**What is being asked**
Copy every line of the records below word for word, leaving nothing out.

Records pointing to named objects

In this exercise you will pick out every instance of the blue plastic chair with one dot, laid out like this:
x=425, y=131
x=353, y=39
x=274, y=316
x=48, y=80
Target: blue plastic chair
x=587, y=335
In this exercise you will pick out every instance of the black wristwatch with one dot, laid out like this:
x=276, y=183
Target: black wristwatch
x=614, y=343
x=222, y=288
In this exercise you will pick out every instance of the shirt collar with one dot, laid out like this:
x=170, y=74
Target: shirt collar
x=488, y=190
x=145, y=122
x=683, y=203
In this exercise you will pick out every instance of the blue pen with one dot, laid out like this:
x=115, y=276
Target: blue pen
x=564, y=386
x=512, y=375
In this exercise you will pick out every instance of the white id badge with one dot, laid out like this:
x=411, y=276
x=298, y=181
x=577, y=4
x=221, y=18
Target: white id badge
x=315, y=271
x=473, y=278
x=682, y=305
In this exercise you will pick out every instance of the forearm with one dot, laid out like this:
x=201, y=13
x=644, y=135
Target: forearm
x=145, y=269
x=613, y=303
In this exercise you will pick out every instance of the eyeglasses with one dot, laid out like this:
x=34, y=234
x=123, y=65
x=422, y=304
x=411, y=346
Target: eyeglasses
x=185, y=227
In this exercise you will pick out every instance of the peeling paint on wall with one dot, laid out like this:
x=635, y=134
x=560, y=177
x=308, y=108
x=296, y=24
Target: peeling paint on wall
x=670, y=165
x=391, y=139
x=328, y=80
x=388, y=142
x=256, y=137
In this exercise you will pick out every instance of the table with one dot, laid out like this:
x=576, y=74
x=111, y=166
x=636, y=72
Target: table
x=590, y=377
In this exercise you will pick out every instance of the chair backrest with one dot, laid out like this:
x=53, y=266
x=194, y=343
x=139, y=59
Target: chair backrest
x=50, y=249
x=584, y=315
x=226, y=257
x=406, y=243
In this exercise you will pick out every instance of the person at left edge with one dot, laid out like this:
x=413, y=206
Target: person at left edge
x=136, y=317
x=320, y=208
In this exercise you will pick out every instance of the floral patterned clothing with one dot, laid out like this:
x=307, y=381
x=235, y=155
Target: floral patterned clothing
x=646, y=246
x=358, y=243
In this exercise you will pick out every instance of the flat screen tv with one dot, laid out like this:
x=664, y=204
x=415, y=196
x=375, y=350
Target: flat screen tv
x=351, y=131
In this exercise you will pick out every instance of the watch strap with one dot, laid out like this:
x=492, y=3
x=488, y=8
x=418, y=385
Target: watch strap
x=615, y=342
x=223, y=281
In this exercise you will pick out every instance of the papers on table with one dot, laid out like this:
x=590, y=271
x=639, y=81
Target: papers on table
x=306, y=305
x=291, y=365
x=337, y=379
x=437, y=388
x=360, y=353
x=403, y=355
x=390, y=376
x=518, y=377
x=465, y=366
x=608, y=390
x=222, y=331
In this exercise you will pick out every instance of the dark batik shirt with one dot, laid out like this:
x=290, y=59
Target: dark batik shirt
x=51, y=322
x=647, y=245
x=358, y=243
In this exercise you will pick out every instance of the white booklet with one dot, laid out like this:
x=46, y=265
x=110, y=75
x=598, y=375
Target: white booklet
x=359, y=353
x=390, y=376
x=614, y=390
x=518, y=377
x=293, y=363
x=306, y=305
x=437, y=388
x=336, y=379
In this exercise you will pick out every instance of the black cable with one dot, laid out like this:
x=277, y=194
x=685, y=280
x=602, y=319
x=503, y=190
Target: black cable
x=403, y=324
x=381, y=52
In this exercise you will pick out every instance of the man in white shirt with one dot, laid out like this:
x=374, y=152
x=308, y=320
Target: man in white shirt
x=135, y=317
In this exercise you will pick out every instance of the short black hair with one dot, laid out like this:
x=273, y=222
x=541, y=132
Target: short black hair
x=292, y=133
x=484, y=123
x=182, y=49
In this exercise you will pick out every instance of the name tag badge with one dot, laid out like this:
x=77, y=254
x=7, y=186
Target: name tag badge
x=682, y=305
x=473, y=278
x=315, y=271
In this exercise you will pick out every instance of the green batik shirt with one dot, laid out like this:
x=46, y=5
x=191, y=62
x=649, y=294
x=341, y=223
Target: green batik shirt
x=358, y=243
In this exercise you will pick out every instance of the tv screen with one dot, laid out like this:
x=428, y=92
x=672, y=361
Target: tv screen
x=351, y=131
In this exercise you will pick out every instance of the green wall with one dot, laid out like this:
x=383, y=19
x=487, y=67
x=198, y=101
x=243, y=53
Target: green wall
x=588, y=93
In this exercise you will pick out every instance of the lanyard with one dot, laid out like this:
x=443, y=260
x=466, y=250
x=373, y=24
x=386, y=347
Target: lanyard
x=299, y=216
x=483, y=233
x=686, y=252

**Result of the task**
In this exercise you will pick out every instance of the blue plastic chair with one dot, laid out like this:
x=425, y=131
x=353, y=39
x=274, y=316
x=48, y=80
Target: blue plastic chair
x=587, y=335
In this exercise you will pick out every instance of the black wristwatch with one dot, laid out like this:
x=276, y=183
Target: black wristwatch
x=614, y=343
x=222, y=288
In this exercise you will pick out every instance of the shirt collar with one dot, laid out like this:
x=170, y=74
Target: shirt collar
x=488, y=190
x=145, y=122
x=683, y=203
In this exercise you will pick out every instance of the blue pen with one dot, laid out like this:
x=115, y=276
Target: blue pen
x=564, y=386
x=512, y=375
In this exercise you will pick out every instance of the white id badge with one dot, laid out like this:
x=411, y=276
x=298, y=181
x=577, y=4
x=221, y=18
Target: white id badge
x=315, y=271
x=473, y=278
x=682, y=305
In this exercise you will pick out every instance of the forearm with one dot, laid out like this:
x=201, y=13
x=644, y=135
Target: forearm
x=145, y=269
x=613, y=303
In this exercise you will pick out every instance of the eyeglasses with one dot, laid out like this:
x=34, y=234
x=123, y=65
x=422, y=304
x=411, y=346
Target: eyeglasses
x=185, y=227
In this exercise you will pick out every instance of the peeling paint on wall with one dot, laid out like this:
x=635, y=134
x=560, y=177
x=308, y=108
x=296, y=24
Target: peeling paint on wall
x=670, y=165
x=391, y=139
x=328, y=80
x=388, y=142
x=256, y=137
In this exercise you will pick out every instance of the table with one dot, laid out like this:
x=576, y=74
x=111, y=166
x=636, y=72
Target: table
x=590, y=377
In this exercise you will pick out every instance of the chair backrest with one dot, laid out like this:
x=53, y=266
x=194, y=343
x=139, y=59
Target: chair backrest
x=50, y=249
x=584, y=315
x=226, y=257
x=406, y=243
In this exercise you will pick out every instance of the person at left edge with one dot, laid out like this:
x=413, y=206
Target: person at left edge
x=136, y=317
x=320, y=208
In this exercise you will pick out every instance of the floral patterned clothing with one dot, laid out like this:
x=307, y=381
x=235, y=155
Target: floral patterned clothing
x=646, y=246
x=358, y=243
In this exercise you will pick out every instance of the flat screen tv with one dot, laid out like this:
x=664, y=204
x=415, y=196
x=375, y=350
Target: flat screen tv
x=351, y=131
In this exercise you will pick out every instance of the watch strap with one dot, laid out like this:
x=492, y=3
x=488, y=8
x=418, y=385
Target: watch strap
x=615, y=342
x=223, y=281
In this exercise you will pick out every instance of the papers on table with one dot, laid out like this:
x=590, y=271
x=639, y=81
Target: papers on table
x=306, y=305
x=291, y=365
x=337, y=379
x=437, y=388
x=360, y=353
x=403, y=355
x=390, y=376
x=518, y=377
x=465, y=366
x=608, y=390
x=222, y=331
In this exercise you will pick out every instance of the dark batik shirt with one dot, laid out like this:
x=290, y=59
Target: dark batik shirt
x=51, y=322
x=647, y=245
x=358, y=243
In this exercise you will pick out every instance of the white booklet with one dot, laid out like this:
x=46, y=265
x=110, y=75
x=598, y=375
Target: white booklet
x=359, y=353
x=390, y=376
x=614, y=390
x=518, y=377
x=293, y=363
x=306, y=305
x=437, y=388
x=336, y=379
In this exercise you will pick out every instance of the black cable with one dot, laid out like this:
x=277, y=194
x=685, y=280
x=602, y=319
x=503, y=190
Target: black cable
x=403, y=324
x=381, y=52
In this exercise you will pick out every instance of the man in white shirt with one dot, laid out like this:
x=374, y=152
x=308, y=320
Target: man in white shirt
x=135, y=317
In this exercise you will pick out every instance of the short black hair with one dot, laid out like this:
x=273, y=222
x=541, y=132
Target: short black hair
x=292, y=133
x=484, y=123
x=182, y=49
In this exercise you will pick out every instance of the name tag badge with one dot, laid out like this:
x=77, y=254
x=7, y=186
Target: name tag badge
x=682, y=305
x=473, y=278
x=315, y=271
In this exercise you will pick out every instance of the green batik shirt with one dot, laid out like this:
x=46, y=5
x=191, y=62
x=649, y=294
x=341, y=223
Target: green batik shirt
x=358, y=243
In this exercise you will pick out every instance of the tv screen with one dot, laid out like this:
x=428, y=92
x=672, y=361
Target: tv screen
x=351, y=131
In this exercise you will pick out every instance of the green wall with one dot, laid out like this:
x=383, y=19
x=487, y=67
x=198, y=101
x=243, y=53
Target: green wall
x=588, y=93
In this exercise you will pick out every instance of the lanyard with one dot, laid out like this:
x=443, y=260
x=466, y=250
x=373, y=24
x=386, y=347
Target: lanyard
x=299, y=216
x=483, y=233
x=686, y=252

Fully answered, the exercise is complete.